K-nearest neighbour classifier

The $K$-nearest neighbour classifier (KNN) works in the following way:

Given a new observation $x_0$ it searches for the $K$ points in our training data that are closest to it.
These points make up the neighborhood of $x_0$, $\mathcal{N}_0$.
The point $x_0$ is classified by taking a majority vote of the neighbors.
That means that $x_0$ is classified to the most occurring class among its neighbors \[\text{Pr}(Y=j | X = x_0) = \frac{1}{K} \sum_{i \in \mathcal{N}_0} I(y_i = j).\]

We return to our synthetic data with $X_1$ and $X_2$ and two classes $A$ and $V$:

Assume we have a new observation $X_0 = (x_{01}, x_{02})^T$ which we want to classify as belonging to the class $A$ or $B$.
To illustrate this problem we fit the $K$-nearest neighbor classifier to our simulated data set with $K = 1, 3, 10$ and $150$ and observe what happens.

In our plots, the small colored dots show the predicted classes for an evenly-spaced grid. The lines show the decision boundaries. If our new observation falls into the region within the red decision boundary, it will be classified as $A$. If it falls into the region within the green decision boundary, it will be classified as $B$.

We see that the choice of $K$ has a big influence on the result of our classification. By choosing $K=1$ the classification is made to the same class as the one nearest neighbor. When $K=3$ a majority vote is taken among the three nearest neighbors, and so on. We see that as $K$ gets very large, the decision boundary tends towards a straight line (which is the Bayes boundary in this set-up).

To find the optimal value of $K$ the typical procedure is to try different values of $K$ and then test the predictive power of the different classifiers, for example by cross-validation, which will be discussed in Module 4.

> [Parts of the exercise]:
1. Decide whether each statement below agrees with the text on the K-nearest neighbor classifier, answering yes or no and quoting the deciding words of the text. (a) With K = 1, a new observation is assigned to the class of its single nearest neighbor. (b) As K becomes very large, the decision boundary grows more irregular. (c) The text names cross-validation as the only way to test the classifiers when searching for the optimal K.
2. From the text on the K-nearest neighbor classifier, reproduce word for word the part that opens with the words containing "These points make" and closes with "class $A$ or $B$.".

> [Given records]:

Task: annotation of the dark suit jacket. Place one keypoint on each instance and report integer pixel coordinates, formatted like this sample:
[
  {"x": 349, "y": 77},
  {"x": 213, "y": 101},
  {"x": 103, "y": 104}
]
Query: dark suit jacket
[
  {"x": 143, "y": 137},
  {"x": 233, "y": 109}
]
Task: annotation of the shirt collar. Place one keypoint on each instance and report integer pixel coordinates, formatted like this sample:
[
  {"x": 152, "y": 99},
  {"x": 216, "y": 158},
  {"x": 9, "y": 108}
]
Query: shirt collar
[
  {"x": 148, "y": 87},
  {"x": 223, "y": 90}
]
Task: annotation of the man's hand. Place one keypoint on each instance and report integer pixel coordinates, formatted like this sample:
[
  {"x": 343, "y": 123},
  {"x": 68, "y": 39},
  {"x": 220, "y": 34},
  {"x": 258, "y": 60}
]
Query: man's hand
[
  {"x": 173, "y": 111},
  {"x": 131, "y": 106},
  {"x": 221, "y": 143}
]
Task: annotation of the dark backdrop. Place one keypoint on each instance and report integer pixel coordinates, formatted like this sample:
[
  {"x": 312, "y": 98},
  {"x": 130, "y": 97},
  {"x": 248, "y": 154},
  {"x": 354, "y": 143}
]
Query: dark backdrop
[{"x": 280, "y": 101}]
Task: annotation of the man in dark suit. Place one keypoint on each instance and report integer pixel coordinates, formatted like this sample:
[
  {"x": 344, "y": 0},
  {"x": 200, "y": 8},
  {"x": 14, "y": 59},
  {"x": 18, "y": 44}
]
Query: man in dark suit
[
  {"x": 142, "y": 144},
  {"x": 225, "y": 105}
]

--

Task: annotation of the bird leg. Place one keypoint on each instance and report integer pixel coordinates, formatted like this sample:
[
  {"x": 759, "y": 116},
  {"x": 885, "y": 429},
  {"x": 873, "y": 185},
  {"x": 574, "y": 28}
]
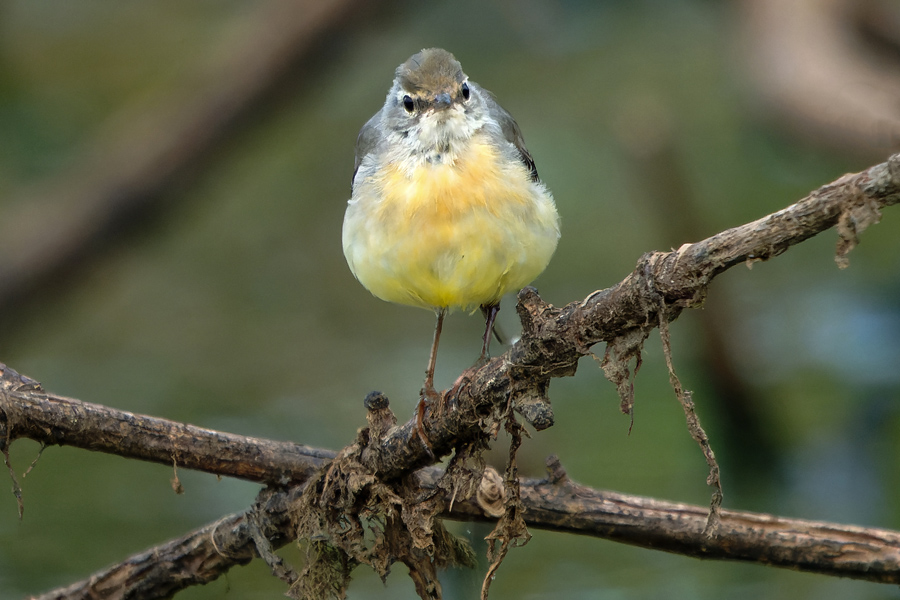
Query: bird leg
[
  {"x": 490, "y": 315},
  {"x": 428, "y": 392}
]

> [Answers provided]:
1.
(a) Yes: "By choosing $K=1$ the classification is made to the same class as the one nearest neighbor."
(b) No: "as $K$ gets very large, the decision boundary tends towards a straight line"
(c) No: "for example by cross-validation"

2.
These points make up the neighborhood of $x_0$, $\mathcal{N}_0$.
The point $x_0$ is classified by taking a majority vote of the neighbors.
That means that $x_0$ is classified to the most occurring class among its neighbors \[\text{Pr}(Y=j | X = x_0) = \frac{1}{K} \sum_{i \in \mathcal{N}_0} I(y_i = j).\]

We return to our synthetic data with $X_1$ and $X_2$ and two classes $A$ and $V$:

Assume we have a new observation $X_0 = (x_{01}, x_{02})^T$ which we want to classify as belonging to the class $A$ or $B$.